Exercise goal:
Count the lines in the material below that contain the string "facade", matching case exactly. Give only the number.

>> Begin

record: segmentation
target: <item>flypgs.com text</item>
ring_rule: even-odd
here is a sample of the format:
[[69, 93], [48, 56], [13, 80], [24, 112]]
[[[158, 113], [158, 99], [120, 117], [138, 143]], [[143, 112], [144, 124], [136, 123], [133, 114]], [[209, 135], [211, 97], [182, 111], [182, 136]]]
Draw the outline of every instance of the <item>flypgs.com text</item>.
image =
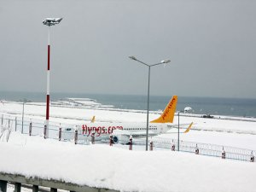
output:
[[87, 126], [87, 125], [82, 125], [83, 135], [87, 135], [87, 137], [91, 136], [95, 133], [96, 137], [100, 137], [101, 135], [110, 135], [113, 133], [113, 130], [123, 130], [123, 126]]

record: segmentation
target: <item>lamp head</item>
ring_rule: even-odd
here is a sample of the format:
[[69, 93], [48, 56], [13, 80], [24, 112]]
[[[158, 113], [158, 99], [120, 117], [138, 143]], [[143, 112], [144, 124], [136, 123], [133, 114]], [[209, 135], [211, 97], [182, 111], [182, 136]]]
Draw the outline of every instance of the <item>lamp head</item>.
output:
[[56, 24], [59, 24], [63, 18], [46, 18], [44, 20], [43, 20], [43, 24], [45, 26], [55, 26]]
[[161, 61], [161, 63], [168, 63], [171, 62], [171, 60], [163, 60]]
[[135, 56], [129, 56], [130, 59], [137, 61]]

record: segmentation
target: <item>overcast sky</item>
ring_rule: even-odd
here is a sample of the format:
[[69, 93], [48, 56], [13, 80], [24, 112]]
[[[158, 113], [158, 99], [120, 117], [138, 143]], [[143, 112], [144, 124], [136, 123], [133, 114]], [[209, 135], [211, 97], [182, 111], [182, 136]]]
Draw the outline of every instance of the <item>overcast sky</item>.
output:
[[256, 98], [255, 0], [0, 0], [0, 90]]

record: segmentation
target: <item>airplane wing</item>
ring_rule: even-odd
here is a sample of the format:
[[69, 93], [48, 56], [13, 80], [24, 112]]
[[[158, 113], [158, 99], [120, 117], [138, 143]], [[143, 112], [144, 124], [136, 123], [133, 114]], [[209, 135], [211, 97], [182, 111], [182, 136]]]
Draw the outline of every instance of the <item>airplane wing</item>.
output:
[[[191, 123], [189, 124], [189, 125], [188, 128], [185, 130], [185, 131], [180, 132], [180, 133], [188, 133], [188, 132], [190, 131], [192, 125], [193, 125], [193, 122], [191, 122]], [[175, 126], [174, 126], [174, 127], [175, 127]], [[176, 127], [175, 127], [175, 128], [176, 128]], [[183, 129], [183, 128], [181, 128], [181, 127], [180, 127], [180, 129]], [[177, 134], [177, 132], [166, 132], [166, 133], [164, 133], [164, 134]]]

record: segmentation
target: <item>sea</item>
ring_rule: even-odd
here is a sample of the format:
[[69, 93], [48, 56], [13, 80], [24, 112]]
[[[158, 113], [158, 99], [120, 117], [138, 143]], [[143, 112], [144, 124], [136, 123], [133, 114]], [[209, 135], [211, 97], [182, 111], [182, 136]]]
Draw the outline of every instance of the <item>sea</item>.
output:
[[[90, 98], [102, 105], [113, 105], [122, 109], [147, 109], [147, 96], [81, 94], [81, 93], [51, 93], [50, 100], [65, 98]], [[150, 96], [149, 110], [164, 110], [172, 96]], [[45, 93], [0, 91], [0, 100], [19, 102], [21, 100], [44, 102]], [[217, 98], [178, 96], [177, 111], [184, 108], [192, 108], [190, 113], [196, 114], [227, 115], [236, 117], [256, 118], [256, 99], [247, 98]]]

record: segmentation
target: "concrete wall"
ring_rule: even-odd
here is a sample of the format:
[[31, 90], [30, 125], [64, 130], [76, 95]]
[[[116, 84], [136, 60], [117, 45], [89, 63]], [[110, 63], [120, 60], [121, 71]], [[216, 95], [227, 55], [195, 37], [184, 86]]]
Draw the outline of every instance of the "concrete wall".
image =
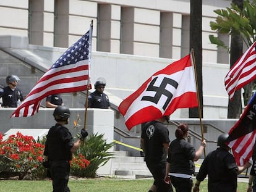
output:
[[[45, 129], [49, 129], [51, 126], [55, 125], [56, 122], [53, 117], [53, 109], [40, 108], [38, 113], [32, 117], [15, 117], [10, 119], [11, 114], [15, 109], [4, 108], [0, 109], [0, 132], [4, 134], [10, 129], [17, 129], [22, 134], [28, 136], [40, 136], [40, 134], [45, 133]], [[84, 125], [84, 109], [71, 108], [69, 123], [67, 127], [72, 133], [73, 136], [77, 132], [80, 131]], [[78, 116], [79, 115], [79, 116]], [[79, 117], [79, 124], [80, 125], [74, 128], [74, 122]], [[103, 134], [103, 138], [106, 140], [107, 143], [113, 141], [114, 139], [114, 115], [113, 111], [110, 109], [88, 109], [86, 128], [89, 135], [98, 133], [98, 135]], [[32, 131], [30, 129], [33, 129]], [[36, 130], [38, 131], [36, 133]], [[32, 131], [30, 133], [30, 131]], [[16, 132], [17, 133], [17, 132]], [[16, 133], [10, 132], [11, 134]], [[46, 133], [47, 133], [48, 131]], [[31, 133], [31, 135], [30, 135]], [[37, 139], [37, 136], [35, 137]], [[109, 151], [113, 151], [114, 148]], [[104, 167], [100, 167], [97, 171], [98, 174], [110, 175], [111, 165], [110, 160]]]
[[[205, 62], [228, 64], [228, 54], [210, 43], [214, 10], [231, 0], [202, 2]], [[22, 35], [30, 44], [68, 48], [93, 21], [93, 51], [179, 59], [189, 52], [190, 1], [1, 0], [0, 35]], [[150, 33], [148, 33], [150, 31]], [[228, 35], [223, 40], [229, 42]]]

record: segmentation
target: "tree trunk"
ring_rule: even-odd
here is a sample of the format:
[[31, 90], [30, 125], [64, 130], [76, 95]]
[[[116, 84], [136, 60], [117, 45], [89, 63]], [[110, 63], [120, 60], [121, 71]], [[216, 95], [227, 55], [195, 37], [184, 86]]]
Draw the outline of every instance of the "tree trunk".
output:
[[[242, 9], [243, 0], [232, 0], [232, 2]], [[232, 34], [230, 46], [230, 68], [242, 54], [242, 39], [240, 34]], [[228, 118], [239, 118], [242, 112], [241, 90], [236, 90], [232, 101], [229, 100]]]
[[[201, 117], [203, 118], [203, 84], [202, 73], [202, 0], [190, 0], [190, 49], [194, 49], [195, 52], [195, 68], [197, 72], [198, 86], [199, 102]], [[189, 109], [190, 118], [198, 118], [198, 107]]]

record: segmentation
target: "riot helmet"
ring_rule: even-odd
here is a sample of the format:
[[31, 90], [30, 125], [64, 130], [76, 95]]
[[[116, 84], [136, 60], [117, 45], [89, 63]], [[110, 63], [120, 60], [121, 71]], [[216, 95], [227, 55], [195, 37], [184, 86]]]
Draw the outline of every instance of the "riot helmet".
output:
[[103, 86], [106, 86], [106, 80], [103, 77], [100, 77], [97, 79], [95, 83], [94, 84], [95, 88], [96, 89], [100, 85], [102, 85]]
[[6, 77], [6, 83], [7, 85], [11, 84], [14, 81], [19, 82], [20, 81], [19, 77], [17, 75], [8, 75], [7, 77]]
[[66, 106], [58, 106], [53, 112], [53, 117], [56, 121], [65, 121], [68, 123], [68, 119], [70, 115], [69, 109]]
[[217, 145], [221, 147], [226, 147], [226, 142], [228, 138], [228, 133], [223, 133], [218, 138]]

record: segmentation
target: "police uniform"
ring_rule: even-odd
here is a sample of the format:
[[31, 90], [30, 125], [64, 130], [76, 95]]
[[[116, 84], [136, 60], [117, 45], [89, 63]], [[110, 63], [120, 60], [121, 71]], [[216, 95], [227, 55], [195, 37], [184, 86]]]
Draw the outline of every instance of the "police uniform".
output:
[[168, 149], [169, 175], [176, 191], [191, 191], [195, 172], [195, 148], [185, 139], [173, 141]]
[[197, 180], [202, 182], [208, 174], [210, 192], [236, 192], [238, 167], [233, 156], [223, 148], [210, 152], [200, 168]]
[[250, 175], [254, 176], [252, 180], [252, 191], [256, 191], [256, 143], [254, 144], [254, 152], [252, 154], [252, 165], [250, 169]]
[[2, 98], [2, 107], [17, 107], [18, 106], [18, 100], [23, 101], [22, 92], [20, 90], [15, 88], [12, 90], [9, 86], [0, 90], [0, 98]]
[[63, 103], [62, 99], [59, 94], [48, 96], [46, 101], [49, 101], [50, 103], [56, 106], [61, 106]]
[[48, 157], [53, 191], [70, 191], [67, 186], [72, 159], [70, 149], [74, 146], [71, 133], [56, 123], [46, 136], [44, 155]]
[[154, 178], [153, 184], [158, 191], [173, 191], [170, 185], [164, 182], [166, 152], [163, 143], [169, 143], [169, 131], [158, 121], [152, 121], [145, 124], [142, 138], [144, 140], [144, 161]]
[[109, 106], [108, 96], [104, 93], [100, 93], [95, 91], [88, 97], [88, 107], [89, 108], [108, 109]]

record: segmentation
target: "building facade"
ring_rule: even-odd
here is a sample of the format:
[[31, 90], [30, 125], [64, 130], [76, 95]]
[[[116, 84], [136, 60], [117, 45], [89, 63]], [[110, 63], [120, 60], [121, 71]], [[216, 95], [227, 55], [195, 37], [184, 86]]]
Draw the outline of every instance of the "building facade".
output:
[[[213, 10], [231, 0], [202, 5], [203, 61], [228, 64], [211, 44]], [[94, 51], [179, 59], [189, 52], [189, 0], [1, 0], [0, 35], [28, 37], [29, 44], [68, 48], [93, 25]], [[228, 43], [228, 36], [221, 37]]]

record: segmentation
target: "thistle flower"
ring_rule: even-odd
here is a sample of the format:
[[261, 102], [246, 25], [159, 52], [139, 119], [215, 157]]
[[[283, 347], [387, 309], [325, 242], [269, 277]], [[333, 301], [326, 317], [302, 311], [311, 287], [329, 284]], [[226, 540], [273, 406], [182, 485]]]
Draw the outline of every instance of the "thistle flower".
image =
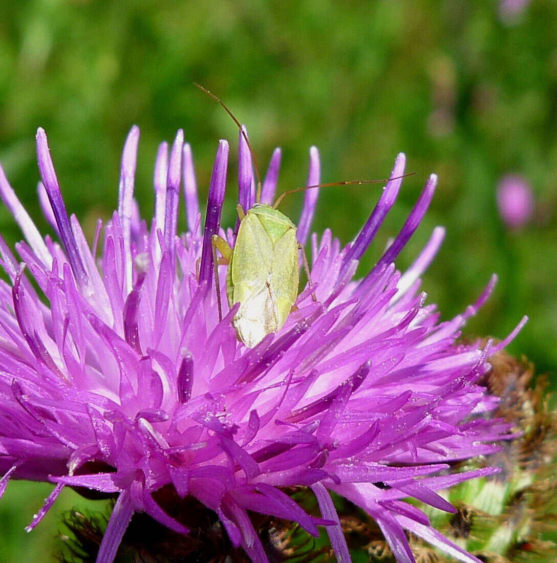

>> End

Correct output:
2